▶ [What to do]: Each line of the data has to be written out again exactly as shown.

====== Data for processing ======

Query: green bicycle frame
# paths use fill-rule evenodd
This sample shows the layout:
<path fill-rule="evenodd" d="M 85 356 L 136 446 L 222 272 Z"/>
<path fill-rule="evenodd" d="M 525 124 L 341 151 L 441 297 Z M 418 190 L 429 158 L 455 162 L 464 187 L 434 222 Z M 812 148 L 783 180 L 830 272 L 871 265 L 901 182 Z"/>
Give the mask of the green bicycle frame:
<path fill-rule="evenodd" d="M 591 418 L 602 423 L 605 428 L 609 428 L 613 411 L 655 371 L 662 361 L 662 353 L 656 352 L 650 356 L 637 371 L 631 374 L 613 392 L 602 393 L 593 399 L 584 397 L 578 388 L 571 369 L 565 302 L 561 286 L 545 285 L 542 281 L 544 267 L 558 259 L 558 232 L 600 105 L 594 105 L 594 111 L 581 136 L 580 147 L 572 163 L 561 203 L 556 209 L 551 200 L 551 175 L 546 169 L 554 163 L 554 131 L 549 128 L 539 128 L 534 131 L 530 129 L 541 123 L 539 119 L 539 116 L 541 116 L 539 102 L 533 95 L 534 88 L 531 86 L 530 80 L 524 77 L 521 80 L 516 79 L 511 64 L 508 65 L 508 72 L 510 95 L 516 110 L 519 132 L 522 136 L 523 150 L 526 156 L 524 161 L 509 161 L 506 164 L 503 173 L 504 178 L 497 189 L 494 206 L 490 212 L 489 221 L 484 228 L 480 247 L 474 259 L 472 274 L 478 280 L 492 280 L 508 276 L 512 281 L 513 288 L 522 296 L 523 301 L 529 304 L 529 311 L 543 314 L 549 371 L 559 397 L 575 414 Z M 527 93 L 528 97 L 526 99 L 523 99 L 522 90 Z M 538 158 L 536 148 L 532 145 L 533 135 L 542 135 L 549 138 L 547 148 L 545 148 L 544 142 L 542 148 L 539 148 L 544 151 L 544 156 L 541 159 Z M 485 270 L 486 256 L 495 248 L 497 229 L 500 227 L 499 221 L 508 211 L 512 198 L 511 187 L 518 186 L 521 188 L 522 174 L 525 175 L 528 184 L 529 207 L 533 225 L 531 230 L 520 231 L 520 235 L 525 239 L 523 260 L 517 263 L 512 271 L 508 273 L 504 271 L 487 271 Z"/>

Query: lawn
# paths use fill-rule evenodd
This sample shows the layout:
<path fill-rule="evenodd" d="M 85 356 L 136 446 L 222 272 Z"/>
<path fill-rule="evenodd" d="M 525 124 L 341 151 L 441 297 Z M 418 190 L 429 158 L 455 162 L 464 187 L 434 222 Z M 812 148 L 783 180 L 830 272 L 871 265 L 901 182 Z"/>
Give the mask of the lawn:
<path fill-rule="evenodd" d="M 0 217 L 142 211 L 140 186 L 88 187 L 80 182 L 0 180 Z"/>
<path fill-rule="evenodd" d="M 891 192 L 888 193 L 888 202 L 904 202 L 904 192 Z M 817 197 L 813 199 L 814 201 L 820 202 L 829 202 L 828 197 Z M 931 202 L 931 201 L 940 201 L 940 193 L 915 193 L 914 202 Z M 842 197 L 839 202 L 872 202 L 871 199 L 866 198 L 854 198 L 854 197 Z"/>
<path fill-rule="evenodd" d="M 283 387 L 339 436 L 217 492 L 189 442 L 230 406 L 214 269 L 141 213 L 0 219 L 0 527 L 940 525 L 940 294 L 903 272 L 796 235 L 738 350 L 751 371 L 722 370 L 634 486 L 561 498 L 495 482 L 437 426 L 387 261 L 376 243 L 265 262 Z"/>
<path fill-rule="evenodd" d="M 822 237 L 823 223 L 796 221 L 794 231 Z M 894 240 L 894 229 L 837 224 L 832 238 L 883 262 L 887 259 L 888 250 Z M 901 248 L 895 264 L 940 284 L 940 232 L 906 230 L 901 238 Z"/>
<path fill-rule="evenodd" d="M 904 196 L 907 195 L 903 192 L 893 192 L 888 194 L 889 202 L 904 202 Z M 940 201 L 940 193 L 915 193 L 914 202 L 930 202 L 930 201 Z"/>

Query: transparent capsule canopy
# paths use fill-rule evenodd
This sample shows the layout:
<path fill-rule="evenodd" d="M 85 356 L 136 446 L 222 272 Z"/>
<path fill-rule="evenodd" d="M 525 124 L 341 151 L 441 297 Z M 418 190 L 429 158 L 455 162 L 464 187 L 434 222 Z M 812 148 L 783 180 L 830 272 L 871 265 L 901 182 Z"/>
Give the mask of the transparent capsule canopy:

======

▶ [Output below]:
Query: green bicycle frame
# paths use fill-rule evenodd
This sample shows the layout:
<path fill-rule="evenodd" d="M 85 356 L 136 446 L 222 272 Z"/>
<path fill-rule="evenodd" d="M 525 124 L 341 151 L 441 297 Z M 418 190 L 429 158 L 455 162 L 464 187 L 434 222 Z M 812 148 L 783 180 L 830 272 L 871 265 L 901 182 Z"/>
Give the mask of the green bicycle frame:
<path fill-rule="evenodd" d="M 591 418 L 602 423 L 605 428 L 609 428 L 613 411 L 655 371 L 662 361 L 662 353 L 656 352 L 650 356 L 637 371 L 631 374 L 613 392 L 602 393 L 593 399 L 584 397 L 578 388 L 571 369 L 565 302 L 561 286 L 545 285 L 542 281 L 544 267 L 558 259 L 558 232 L 600 105 L 594 105 L 594 111 L 581 136 L 580 147 L 572 163 L 561 203 L 556 209 L 551 200 L 551 175 L 546 169 L 554 163 L 554 131 L 549 128 L 539 128 L 534 131 L 530 129 L 541 123 L 539 119 L 539 116 L 541 116 L 539 102 L 533 95 L 534 88 L 531 86 L 530 80 L 524 77 L 521 80 L 516 79 L 511 64 L 508 65 L 508 72 L 510 95 L 516 110 L 519 132 L 522 136 L 523 150 L 526 156 L 524 161 L 509 161 L 506 164 L 503 173 L 504 178 L 497 189 L 494 206 L 490 212 L 489 221 L 484 228 L 480 247 L 474 259 L 472 274 L 478 280 L 492 280 L 508 276 L 512 281 L 513 288 L 522 296 L 523 301 L 529 304 L 529 311 L 543 314 L 549 371 L 559 397 L 575 414 Z M 527 93 L 528 97 L 526 99 L 523 99 L 522 90 Z M 538 158 L 536 148 L 532 145 L 533 135 L 542 135 L 549 138 L 547 148 L 545 148 L 544 142 L 542 148 L 539 148 L 544 151 L 544 156 L 541 159 Z M 485 270 L 486 256 L 495 248 L 497 229 L 500 227 L 499 221 L 508 211 L 512 198 L 511 187 L 518 186 L 521 188 L 522 174 L 525 175 L 528 184 L 529 207 L 533 225 L 531 230 L 520 231 L 520 235 L 525 239 L 523 260 L 517 263 L 512 271 L 508 273 L 504 271 L 487 271 Z"/>

Query: lawn
# paths use fill-rule evenodd
This sample shows the layout:
<path fill-rule="evenodd" d="M 85 356 L 136 446 L 222 272 Z"/>
<path fill-rule="evenodd" d="M 525 124 L 341 151 L 441 297 Z M 418 190 L 429 158 L 455 162 L 464 187 L 434 222 Z M 812 148 L 783 180 L 830 272 L 871 265 L 901 182 Z"/>
Give the mask of the lawn:
<path fill-rule="evenodd" d="M 0 217 L 142 211 L 140 186 L 88 187 L 80 182 L 0 180 Z"/>
<path fill-rule="evenodd" d="M 891 192 L 888 193 L 888 202 L 904 202 L 904 192 Z M 817 197 L 813 199 L 814 201 L 820 202 L 829 202 L 828 197 Z M 931 202 L 931 201 L 940 201 L 940 193 L 915 193 L 914 202 Z M 842 197 L 839 202 L 872 202 L 871 199 L 866 198 L 854 198 L 854 197 Z"/>
<path fill-rule="evenodd" d="M 283 387 L 339 436 L 217 492 L 189 442 L 230 406 L 214 269 L 141 213 L 0 219 L 0 527 L 940 525 L 940 294 L 903 272 L 796 235 L 738 350 L 751 371 L 722 370 L 634 486 L 561 498 L 495 482 L 437 426 L 387 261 L 376 243 L 265 262 Z"/>
<path fill-rule="evenodd" d="M 822 237 L 823 223 L 796 221 L 794 231 Z M 894 240 L 894 229 L 837 224 L 832 238 L 883 262 L 887 259 L 888 250 Z M 901 248 L 895 264 L 940 284 L 940 232 L 906 230 L 901 238 Z"/>
<path fill-rule="evenodd" d="M 904 196 L 907 195 L 903 192 L 893 192 L 888 194 L 889 202 L 904 202 Z M 940 201 L 940 193 L 915 193 L 914 202 L 930 202 L 930 201 Z"/>

Query: transparent capsule canopy
# paths use fill-rule evenodd
This sample shows the layout:
<path fill-rule="evenodd" d="M 85 356 L 136 446 L 222 272 Z"/>
<path fill-rule="evenodd" d="M 525 124 L 341 151 L 441 297 Z M 418 190 L 429 158 L 455 162 L 464 187 L 434 222 Z M 812 148 L 783 180 L 830 272 L 871 265 L 901 182 Z"/>
Give the mask of the transparent capsule canopy:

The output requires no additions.